Requirement A → Shorten the paragraph of the Nasdaq column that begins "Such was the lament of one market participant," or turn it into a list, and keep its main facts.
Requirement B → Write the next part of the column on the Nasdaq's slide, going on from its final paragraph.

Document passage →
------

The Taskmaster - TSC

As Nasdaq Wails, Some See Silver Lining

 

SAN FRANCISCO -- "Could this day be any more demoralizing? Maybe the whole Nasdaq technology behemoth is over."

Such was the lament of one market participant Tuesday in the wake of the Nasdaq Composite's afternoon swoon. Once as high as 3639.29, the index closed down 3.2% to 3455.83, its first close below 3500 since May 31.

The source -- a market strategist whose name most readers would recognize -- requested anonymity, fearing he'd wind up calling the bottom. That's instructive because it shows more concern about making the wrong call than of additional market losses. It won't really be a bottom until the gurus are out en masse saying publicly that it's time to "sell." They won't be shy about it, either.

Seems we're a long way from that, judging from the published pronouncements this morning from the chief guru herself, Abby Cohen of Goldman Sachs. The market strategist wrote -- among other things -- "the backdrop for technology investments is favorable."

The "other things" Cohen wrote included a concession that this is a difficult time of year because of profit warnings coinciding with the fiscal year-end for many mutual funds. Managers whose funds are down for the year "may wish to book offsetting gains by selling securities in which there are gains," she wrote.

Maybe that's why Oracle (ORCL) -- a big winner in 2000 -- dumped over 11% Tuesday?

But Cohen's larger point was that it's going to get better come November and December and beyond. She predicted stocks will move upward to her "projected fair value levels" for the S&P 500 of 1575 at year-end 2000, and 1650 at midyear 2001.

Once upon a time, such comments from the revered strategist would have inspired a substantive rally, on the expectation of better days ahead. Now is not that time. Instead, what had been a solidly positive session on Wall Street turned to mush.

------

Extracted material →
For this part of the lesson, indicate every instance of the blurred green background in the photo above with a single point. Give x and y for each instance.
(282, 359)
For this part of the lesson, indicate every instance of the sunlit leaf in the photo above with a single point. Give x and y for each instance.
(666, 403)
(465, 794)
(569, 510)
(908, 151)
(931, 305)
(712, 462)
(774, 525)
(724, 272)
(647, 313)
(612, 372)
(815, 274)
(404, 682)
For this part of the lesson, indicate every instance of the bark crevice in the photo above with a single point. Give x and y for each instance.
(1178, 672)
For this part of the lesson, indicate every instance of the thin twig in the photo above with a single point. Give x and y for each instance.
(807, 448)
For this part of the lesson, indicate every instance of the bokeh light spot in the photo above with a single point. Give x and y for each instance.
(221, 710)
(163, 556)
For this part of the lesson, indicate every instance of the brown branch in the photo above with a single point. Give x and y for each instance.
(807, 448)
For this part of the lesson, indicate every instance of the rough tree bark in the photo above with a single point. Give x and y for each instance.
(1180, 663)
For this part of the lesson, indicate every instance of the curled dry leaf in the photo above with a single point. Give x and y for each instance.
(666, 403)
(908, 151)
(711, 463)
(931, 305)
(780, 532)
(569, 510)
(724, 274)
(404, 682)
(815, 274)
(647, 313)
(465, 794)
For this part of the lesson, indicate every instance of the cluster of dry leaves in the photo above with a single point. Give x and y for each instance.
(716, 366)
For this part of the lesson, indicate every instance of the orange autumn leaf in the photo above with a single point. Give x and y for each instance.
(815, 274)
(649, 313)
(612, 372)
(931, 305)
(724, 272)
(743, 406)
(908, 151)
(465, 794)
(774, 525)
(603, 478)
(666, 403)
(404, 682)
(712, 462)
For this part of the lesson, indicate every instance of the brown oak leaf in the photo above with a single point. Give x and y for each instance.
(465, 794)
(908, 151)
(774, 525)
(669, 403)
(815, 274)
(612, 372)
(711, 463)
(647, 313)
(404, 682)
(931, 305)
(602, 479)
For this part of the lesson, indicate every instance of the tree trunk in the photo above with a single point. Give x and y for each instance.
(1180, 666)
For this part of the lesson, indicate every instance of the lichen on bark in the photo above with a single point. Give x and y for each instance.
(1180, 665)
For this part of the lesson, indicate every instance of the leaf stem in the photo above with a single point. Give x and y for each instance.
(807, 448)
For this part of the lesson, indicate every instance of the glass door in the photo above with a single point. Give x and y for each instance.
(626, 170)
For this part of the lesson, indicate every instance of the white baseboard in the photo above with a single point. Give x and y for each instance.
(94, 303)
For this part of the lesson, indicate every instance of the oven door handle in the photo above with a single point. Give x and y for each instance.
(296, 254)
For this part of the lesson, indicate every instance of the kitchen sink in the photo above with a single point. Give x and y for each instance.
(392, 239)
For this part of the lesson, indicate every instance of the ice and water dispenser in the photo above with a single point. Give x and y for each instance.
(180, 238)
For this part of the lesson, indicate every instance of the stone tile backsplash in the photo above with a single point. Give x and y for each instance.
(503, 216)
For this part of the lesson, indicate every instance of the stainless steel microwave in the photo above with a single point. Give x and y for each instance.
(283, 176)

------

Final result A →
- A market participant said this on Tuesday, after the Nasdaq Composite slumped in the afternoon.
- The index had reached 3639.29 during the day.
- It closed down 3.2% at 3455.83.
- That was its first close below 3500 since May 31.

Final result B →
Which brings us to the question: What happened?

These truths we hold to be self-evident (if only because they're facts): Just before the Federal Reserve's 2:15 p.m. EDT announcement, the Dow Jones Industrial Average was up nearly 160 points and the Comp was higher by about 45 (already down from its morning apex). Thereafter, the Comp tanked while the Dow relinquished most of its early gains, finishing up a paltry 0.2%. The S&P 500 closed down 0.7% to 1426.46 after having traded as high as 1454.55.

The action seemed to provide a definitive "yes" to the question of whether there was a serious expectation among market participants the Fed would adopt a symmetric (i.e., neutral) bias. Even though market players said everybody knew the Fed wouldn't/couldn't/shouldn't change its bias because of oil prices, it seems some investors just couldn't help themselves from keeping hope alive.

Thomas Galvin, chief investment officer at Donaldson Lufkin & Jenrette, agreed that disappointment over the Fed's statement was a big contributor to the market's struggles. "There was maybe a hope on the part of investors that the fall in stock prices and slowdown in profits would have biased the Fed to have removed the inflation label," he said, noting that he was not so disposed.

Galvin's bullish outlook is predicated in part on a belief that investor sentiment regarding the Fed's next move will change. Tuesday's action certainly was a step in the wrong direction on the attitude-adjustment front, but the strategist maintains the change will occur by year-end or soon thereafter.

Still, that provides little solace at present.

"People aren't going to buy stocks until we get into the meat of earnings and conference calls," he said. "I don't get the sense people are in an alarmed, panic state [but] at this juncture, I don't think there's any level of motivation" to buy stocks.

The strategist further acknowledged the action Tuesday is going to revive talk of the need for/inevitability of the Comp retesting the April-May lows around 3200. Galvin shied away from making such a prediction himself. But the fact such a well-known bull would even discuss such a possibility suggests we're getting closer to a solid bottom.

We're just not there yet.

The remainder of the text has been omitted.